● **PROBLEM TO SOLVE**: Present the lines below as a JSON list of strings, one string per line with blank lines omitted, starting at the line that contains "Would you please pick out the snow-covered ice" and ending at the line that contains "point(472, 153)", both included.

● **DATASET ENTRIES**:

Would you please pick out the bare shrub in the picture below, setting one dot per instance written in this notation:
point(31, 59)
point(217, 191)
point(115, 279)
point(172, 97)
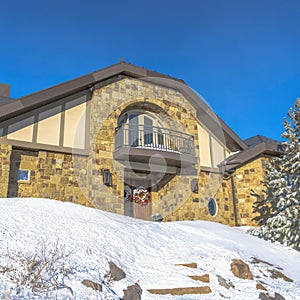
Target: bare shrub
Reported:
point(42, 271)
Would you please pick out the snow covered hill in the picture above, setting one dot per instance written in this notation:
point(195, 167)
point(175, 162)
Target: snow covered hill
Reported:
point(148, 252)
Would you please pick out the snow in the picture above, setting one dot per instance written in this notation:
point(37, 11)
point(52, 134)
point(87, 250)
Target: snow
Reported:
point(146, 251)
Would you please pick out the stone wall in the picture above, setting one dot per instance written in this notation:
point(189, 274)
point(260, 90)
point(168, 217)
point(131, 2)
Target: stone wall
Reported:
point(211, 185)
point(5, 153)
point(249, 176)
point(78, 179)
point(106, 106)
point(52, 176)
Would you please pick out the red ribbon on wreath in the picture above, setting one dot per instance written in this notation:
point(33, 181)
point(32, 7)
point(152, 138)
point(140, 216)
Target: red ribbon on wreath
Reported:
point(141, 196)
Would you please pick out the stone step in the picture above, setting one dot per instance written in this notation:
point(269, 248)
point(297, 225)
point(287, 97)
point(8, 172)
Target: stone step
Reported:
point(182, 291)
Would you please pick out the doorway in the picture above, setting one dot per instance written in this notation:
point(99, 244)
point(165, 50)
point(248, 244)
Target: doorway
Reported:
point(141, 188)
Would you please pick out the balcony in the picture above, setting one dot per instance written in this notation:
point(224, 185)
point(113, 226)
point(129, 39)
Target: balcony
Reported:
point(157, 146)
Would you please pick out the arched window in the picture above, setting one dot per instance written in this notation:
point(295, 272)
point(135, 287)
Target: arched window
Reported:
point(141, 129)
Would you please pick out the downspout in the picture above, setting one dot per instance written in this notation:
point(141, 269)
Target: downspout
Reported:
point(234, 201)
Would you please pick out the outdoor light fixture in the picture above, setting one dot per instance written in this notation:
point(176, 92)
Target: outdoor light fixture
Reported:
point(107, 178)
point(194, 186)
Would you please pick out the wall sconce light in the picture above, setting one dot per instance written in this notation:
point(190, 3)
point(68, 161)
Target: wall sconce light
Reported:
point(107, 178)
point(194, 186)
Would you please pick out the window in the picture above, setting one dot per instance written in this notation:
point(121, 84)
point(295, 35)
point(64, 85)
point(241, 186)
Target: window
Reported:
point(24, 175)
point(141, 129)
point(212, 207)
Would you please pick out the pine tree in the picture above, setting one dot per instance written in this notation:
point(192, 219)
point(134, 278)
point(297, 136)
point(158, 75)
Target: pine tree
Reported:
point(279, 210)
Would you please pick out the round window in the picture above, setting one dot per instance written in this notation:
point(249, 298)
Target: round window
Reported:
point(212, 207)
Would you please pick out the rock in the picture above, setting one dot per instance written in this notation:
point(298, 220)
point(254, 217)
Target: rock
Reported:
point(240, 269)
point(115, 273)
point(190, 265)
point(182, 291)
point(224, 283)
point(203, 278)
point(277, 274)
point(264, 296)
point(93, 285)
point(259, 286)
point(133, 292)
point(256, 260)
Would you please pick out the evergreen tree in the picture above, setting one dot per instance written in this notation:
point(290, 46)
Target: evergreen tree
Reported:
point(279, 210)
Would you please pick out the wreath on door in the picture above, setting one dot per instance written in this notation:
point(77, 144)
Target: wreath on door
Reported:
point(141, 196)
point(127, 193)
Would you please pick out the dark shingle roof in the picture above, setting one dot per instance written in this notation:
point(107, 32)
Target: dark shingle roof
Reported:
point(255, 140)
point(5, 100)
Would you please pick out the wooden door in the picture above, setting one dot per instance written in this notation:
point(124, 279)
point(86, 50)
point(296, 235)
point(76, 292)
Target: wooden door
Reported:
point(133, 209)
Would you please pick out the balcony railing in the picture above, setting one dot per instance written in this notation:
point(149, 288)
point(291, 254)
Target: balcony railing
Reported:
point(155, 138)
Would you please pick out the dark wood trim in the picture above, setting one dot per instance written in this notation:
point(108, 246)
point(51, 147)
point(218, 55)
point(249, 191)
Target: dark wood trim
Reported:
point(34, 144)
point(37, 146)
point(62, 125)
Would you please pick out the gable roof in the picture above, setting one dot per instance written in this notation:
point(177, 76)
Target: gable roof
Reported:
point(5, 100)
point(258, 146)
point(255, 140)
point(204, 113)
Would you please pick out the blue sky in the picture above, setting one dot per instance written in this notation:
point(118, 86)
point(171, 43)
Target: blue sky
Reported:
point(242, 56)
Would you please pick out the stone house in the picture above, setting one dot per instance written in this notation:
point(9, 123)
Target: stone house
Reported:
point(130, 141)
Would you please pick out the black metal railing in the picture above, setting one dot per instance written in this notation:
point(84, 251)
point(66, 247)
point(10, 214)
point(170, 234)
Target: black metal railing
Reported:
point(153, 137)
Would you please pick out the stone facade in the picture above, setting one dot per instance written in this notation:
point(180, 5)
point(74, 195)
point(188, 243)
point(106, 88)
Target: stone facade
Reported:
point(78, 178)
point(248, 177)
point(52, 176)
point(5, 152)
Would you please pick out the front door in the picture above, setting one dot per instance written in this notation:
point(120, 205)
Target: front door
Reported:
point(137, 199)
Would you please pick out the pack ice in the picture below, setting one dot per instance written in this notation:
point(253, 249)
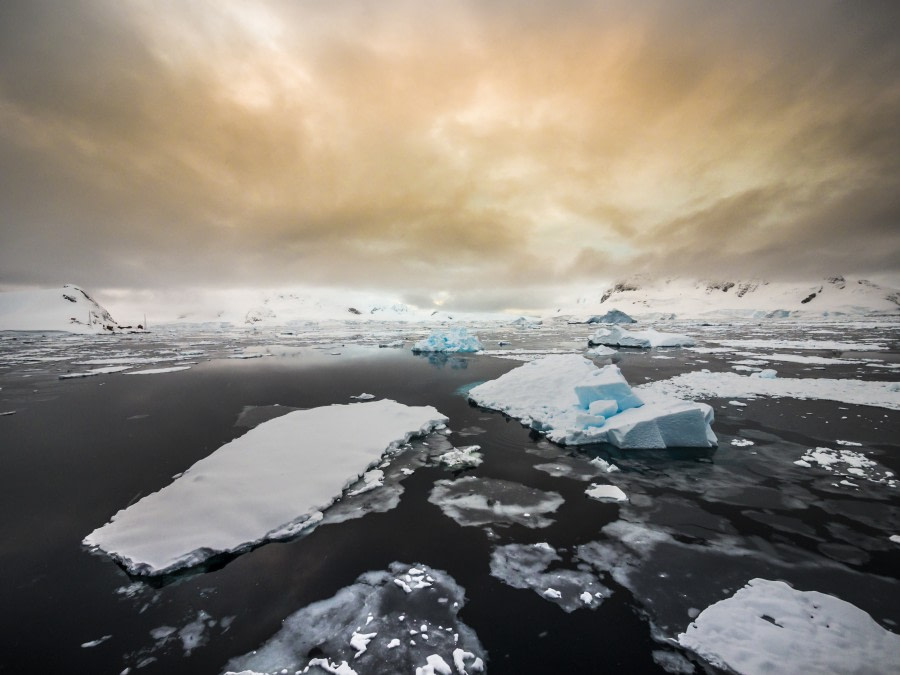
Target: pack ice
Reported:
point(768, 627)
point(402, 620)
point(568, 398)
point(615, 336)
point(269, 483)
point(456, 339)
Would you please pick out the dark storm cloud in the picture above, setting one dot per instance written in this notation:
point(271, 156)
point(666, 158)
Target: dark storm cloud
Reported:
point(445, 147)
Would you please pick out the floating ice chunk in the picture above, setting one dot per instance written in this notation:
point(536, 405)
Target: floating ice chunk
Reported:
point(768, 627)
point(266, 484)
point(600, 351)
point(847, 463)
point(619, 337)
point(472, 501)
point(435, 665)
point(605, 407)
point(606, 493)
point(329, 629)
point(549, 394)
point(95, 643)
point(605, 387)
point(527, 566)
point(457, 339)
point(460, 656)
point(612, 316)
point(731, 385)
point(158, 371)
point(371, 480)
point(106, 370)
point(603, 465)
point(360, 642)
point(461, 458)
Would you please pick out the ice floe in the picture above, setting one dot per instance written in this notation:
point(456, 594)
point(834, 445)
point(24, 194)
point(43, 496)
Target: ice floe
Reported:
point(828, 345)
point(473, 501)
point(769, 627)
point(619, 337)
point(572, 401)
point(528, 566)
point(701, 384)
point(269, 483)
point(462, 458)
point(376, 625)
point(456, 339)
point(606, 493)
point(847, 463)
point(158, 371)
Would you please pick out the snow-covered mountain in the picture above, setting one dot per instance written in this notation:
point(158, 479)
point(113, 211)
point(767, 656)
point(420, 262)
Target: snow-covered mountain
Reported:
point(67, 309)
point(683, 298)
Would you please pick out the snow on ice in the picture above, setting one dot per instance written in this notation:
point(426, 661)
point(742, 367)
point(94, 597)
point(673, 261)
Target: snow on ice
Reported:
point(606, 493)
point(359, 629)
point(527, 566)
point(847, 463)
point(769, 627)
point(573, 402)
point(269, 483)
point(478, 501)
point(619, 337)
point(456, 339)
point(462, 458)
point(700, 384)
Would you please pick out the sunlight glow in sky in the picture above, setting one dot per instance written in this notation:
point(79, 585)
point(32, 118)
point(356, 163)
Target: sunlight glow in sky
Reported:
point(445, 147)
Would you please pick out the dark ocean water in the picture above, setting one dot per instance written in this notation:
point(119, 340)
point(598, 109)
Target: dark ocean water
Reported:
point(76, 451)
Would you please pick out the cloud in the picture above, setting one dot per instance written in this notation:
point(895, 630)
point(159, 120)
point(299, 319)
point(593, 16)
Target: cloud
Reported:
point(445, 147)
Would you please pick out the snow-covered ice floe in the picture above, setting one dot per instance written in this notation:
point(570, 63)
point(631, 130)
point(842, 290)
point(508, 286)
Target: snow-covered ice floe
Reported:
point(645, 339)
point(769, 627)
point(402, 620)
point(573, 402)
point(456, 339)
point(849, 464)
point(473, 501)
point(700, 384)
point(270, 483)
point(462, 458)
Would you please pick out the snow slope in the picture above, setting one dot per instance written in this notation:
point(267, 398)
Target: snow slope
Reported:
point(685, 298)
point(64, 309)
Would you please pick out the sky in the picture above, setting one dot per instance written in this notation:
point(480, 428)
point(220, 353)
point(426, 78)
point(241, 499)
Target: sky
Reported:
point(472, 153)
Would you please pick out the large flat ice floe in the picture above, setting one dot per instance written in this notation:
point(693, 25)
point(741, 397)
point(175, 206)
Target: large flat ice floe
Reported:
point(403, 620)
point(699, 384)
point(615, 336)
point(573, 402)
point(768, 627)
point(269, 483)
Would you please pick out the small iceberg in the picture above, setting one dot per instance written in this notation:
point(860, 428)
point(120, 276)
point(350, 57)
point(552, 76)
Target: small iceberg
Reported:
point(571, 401)
point(455, 340)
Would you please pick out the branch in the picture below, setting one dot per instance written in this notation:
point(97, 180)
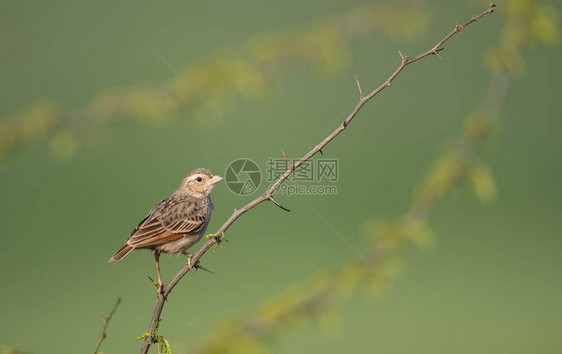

● **SOLUTION BELOW**:
[
  "Would you please pick out the snow-covered ice floe in the picture above, setting one dot per instance written in this notation:",
  "point(570, 63)",
  "point(631, 130)",
  "point(842, 290)",
  "point(508, 286)",
  "Target: snow-covered ice floe",
  "Reported:",
  "point(645, 339)",
  "point(769, 627)",
  "point(402, 620)",
  "point(573, 402)",
  "point(456, 339)",
  "point(849, 464)",
  "point(473, 501)",
  "point(700, 384)",
  "point(270, 483)",
  "point(462, 458)",
  "Would you please pick out the snow slope in the picture above, setting one dot per instance written in this notation:",
  "point(267, 398)",
  "Target: snow slope",
  "Reported:",
  "point(685, 298)",
  "point(64, 309)",
  "Would you please pick out the sky in the picture above, setting one dot per instance written in this notation:",
  "point(480, 428)",
  "point(220, 353)",
  "point(426, 78)",
  "point(241, 499)",
  "Target: sky",
  "Reported:",
  "point(472, 153)"
]